Aim
Lay out the stretch of the items from the line containing "[indicate] the twig" through the end of the items, both ends included, as a Markdown table with the columns Row and Item line. Number each row and leave out blank lines.

Extracted data
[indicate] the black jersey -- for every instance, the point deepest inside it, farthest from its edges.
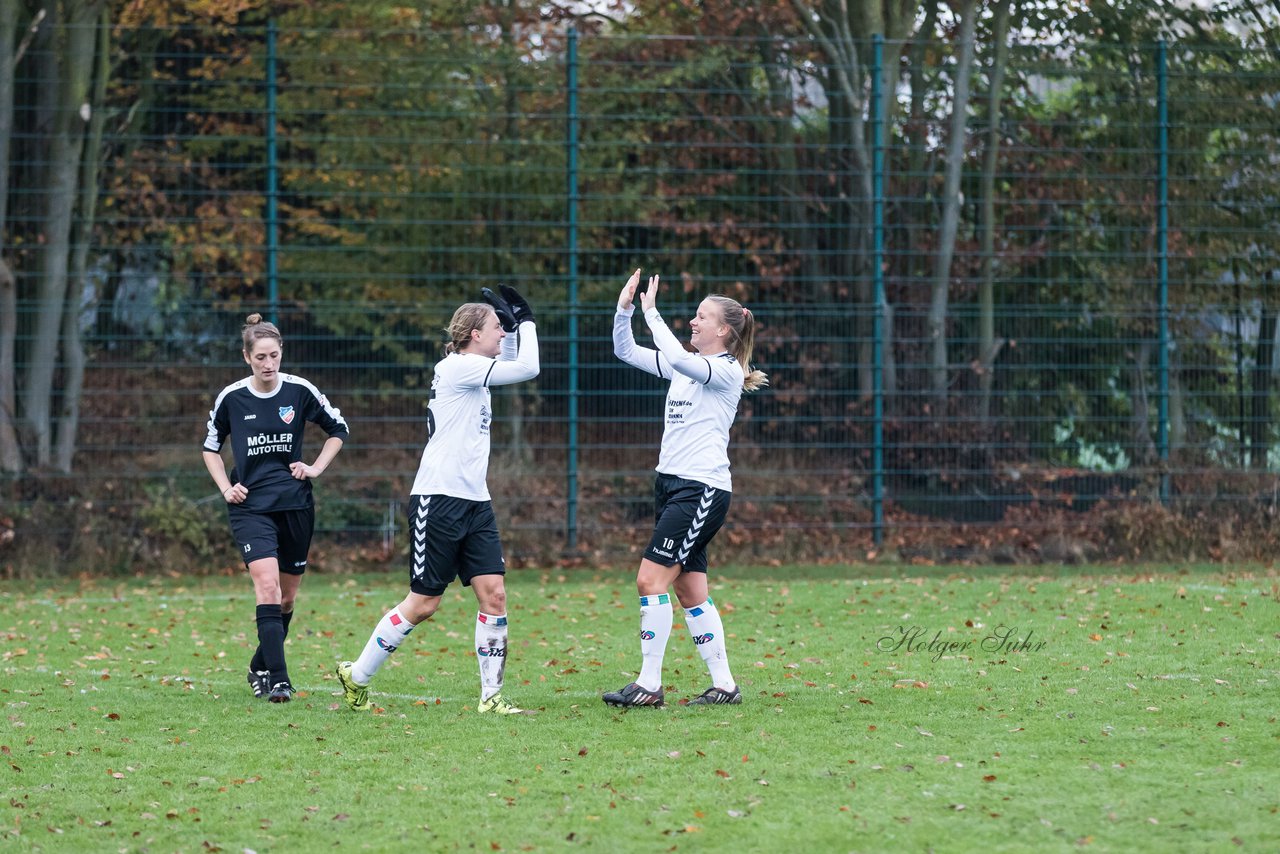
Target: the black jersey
(266, 435)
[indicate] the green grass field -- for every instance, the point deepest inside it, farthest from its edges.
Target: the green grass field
(955, 709)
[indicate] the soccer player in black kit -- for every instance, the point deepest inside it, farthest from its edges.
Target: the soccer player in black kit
(268, 493)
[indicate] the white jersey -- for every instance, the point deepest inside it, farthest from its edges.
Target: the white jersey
(702, 401)
(456, 457)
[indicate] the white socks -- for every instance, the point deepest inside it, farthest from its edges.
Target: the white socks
(388, 634)
(490, 652)
(654, 631)
(708, 634)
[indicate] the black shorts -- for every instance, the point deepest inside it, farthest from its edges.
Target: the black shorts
(451, 538)
(283, 534)
(688, 515)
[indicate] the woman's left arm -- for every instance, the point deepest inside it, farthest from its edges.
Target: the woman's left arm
(302, 471)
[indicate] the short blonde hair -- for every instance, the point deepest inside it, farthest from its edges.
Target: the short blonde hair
(255, 329)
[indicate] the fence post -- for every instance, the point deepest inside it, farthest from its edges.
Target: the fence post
(877, 115)
(571, 186)
(1162, 259)
(273, 225)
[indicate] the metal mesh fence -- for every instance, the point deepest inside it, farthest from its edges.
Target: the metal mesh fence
(1089, 325)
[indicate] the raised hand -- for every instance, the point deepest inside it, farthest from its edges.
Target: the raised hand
(506, 314)
(519, 305)
(629, 290)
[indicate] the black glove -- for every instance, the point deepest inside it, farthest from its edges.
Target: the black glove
(506, 314)
(519, 304)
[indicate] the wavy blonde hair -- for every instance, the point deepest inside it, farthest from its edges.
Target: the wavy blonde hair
(467, 318)
(741, 324)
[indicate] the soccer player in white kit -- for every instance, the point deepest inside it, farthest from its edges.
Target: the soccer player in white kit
(452, 526)
(693, 488)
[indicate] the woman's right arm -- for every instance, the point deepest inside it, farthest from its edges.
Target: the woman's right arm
(624, 338)
(232, 494)
(525, 365)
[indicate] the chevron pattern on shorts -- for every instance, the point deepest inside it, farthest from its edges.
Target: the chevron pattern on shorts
(695, 528)
(419, 535)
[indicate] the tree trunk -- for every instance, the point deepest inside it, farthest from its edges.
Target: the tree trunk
(82, 236)
(987, 346)
(10, 453)
(937, 320)
(1260, 389)
(72, 77)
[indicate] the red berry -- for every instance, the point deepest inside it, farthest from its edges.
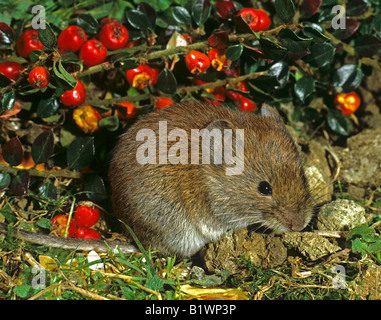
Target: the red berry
(348, 103)
(218, 59)
(75, 97)
(39, 77)
(11, 69)
(87, 233)
(85, 216)
(92, 53)
(163, 102)
(264, 20)
(197, 62)
(246, 105)
(59, 224)
(27, 42)
(114, 35)
(71, 38)
(142, 76)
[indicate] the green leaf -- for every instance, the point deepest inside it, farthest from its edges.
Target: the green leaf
(272, 50)
(321, 54)
(47, 107)
(80, 153)
(5, 180)
(318, 36)
(137, 19)
(8, 100)
(166, 81)
(374, 247)
(66, 75)
(234, 52)
(201, 10)
(281, 71)
(367, 45)
(95, 188)
(304, 87)
(359, 247)
(110, 123)
(23, 291)
(13, 152)
(347, 78)
(181, 15)
(42, 147)
(87, 23)
(20, 183)
(149, 12)
(8, 213)
(47, 37)
(285, 9)
(337, 122)
(48, 191)
(293, 42)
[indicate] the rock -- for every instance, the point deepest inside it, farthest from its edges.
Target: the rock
(340, 215)
(361, 161)
(225, 254)
(309, 244)
(318, 172)
(367, 283)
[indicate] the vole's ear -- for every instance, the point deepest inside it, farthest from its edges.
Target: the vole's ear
(268, 111)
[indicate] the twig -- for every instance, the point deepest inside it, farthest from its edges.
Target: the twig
(44, 174)
(108, 102)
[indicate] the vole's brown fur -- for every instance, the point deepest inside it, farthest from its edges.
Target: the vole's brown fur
(177, 208)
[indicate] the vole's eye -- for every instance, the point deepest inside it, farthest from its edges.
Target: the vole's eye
(265, 189)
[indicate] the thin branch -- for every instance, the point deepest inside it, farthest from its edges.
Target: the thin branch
(44, 174)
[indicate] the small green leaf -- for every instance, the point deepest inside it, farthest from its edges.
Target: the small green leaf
(181, 15)
(321, 54)
(234, 52)
(318, 36)
(13, 152)
(48, 191)
(66, 75)
(80, 153)
(87, 23)
(166, 81)
(272, 50)
(285, 9)
(201, 11)
(47, 37)
(137, 19)
(293, 42)
(20, 183)
(42, 147)
(304, 87)
(347, 78)
(23, 291)
(47, 107)
(95, 188)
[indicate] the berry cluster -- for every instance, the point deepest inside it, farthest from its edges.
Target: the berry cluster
(85, 217)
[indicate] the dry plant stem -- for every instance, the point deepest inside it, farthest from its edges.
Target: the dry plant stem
(129, 280)
(44, 174)
(180, 90)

Output of the task
| Row | Item line |
|---|---|
| 1 | [indicate] the twig -- for every instance, the point deepest inside it, farthest from its edges. |
| 2 | Target: the twig |
| 3 | (44, 174) |
| 4 | (108, 102) |
| 5 | [indicate] the vole's brown fur -- for every instance, the point deepest inside it, farthest from its edges. |
| 6 | Target: the vole's brown fur |
| 7 | (177, 208) |
| 8 | [indicate] the vole's eye -- for every instance, the point deepest inside it, farthest from its edges. |
| 9 | Target: the vole's eye |
| 10 | (265, 189) |
| 11 | [indicate] the thin branch -- for every instance, the point deepest inside it, farthest from its edges. |
| 12 | Target: the thin branch |
| 13 | (44, 174) |
| 14 | [indicate] the small green leaf -- for every instance, the point deepest inside it, farthest from its edges. |
| 15 | Target: the small green leaf |
| 16 | (181, 15) |
| 17 | (321, 54) |
| 18 | (234, 52) |
| 19 | (318, 36) |
| 20 | (13, 152) |
| 21 | (48, 191) |
| 22 | (66, 75) |
| 23 | (80, 153) |
| 24 | (87, 23) |
| 25 | (166, 81) |
| 26 | (272, 50) |
| 27 | (285, 9) |
| 28 | (201, 11) |
| 29 | (47, 37) |
| 30 | (137, 19) |
| 31 | (293, 42) |
| 32 | (20, 183) |
| 33 | (42, 147) |
| 34 | (304, 87) |
| 35 | (347, 78) |
| 36 | (23, 291) |
| 37 | (47, 107) |
| 38 | (95, 188) |
| 39 | [indicate] the berry cluster -- for every instance, the point deepest inside it, farthest from its edges. |
| 40 | Target: the berry cluster |
| 41 | (85, 217) |
| 42 | [indicate] the dry plant stem -- for every instance, the point deepest inside it, farthest from its edges. |
| 43 | Target: the dry plant stem |
| 44 | (129, 280) |
| 45 | (44, 174) |
| 46 | (180, 90) |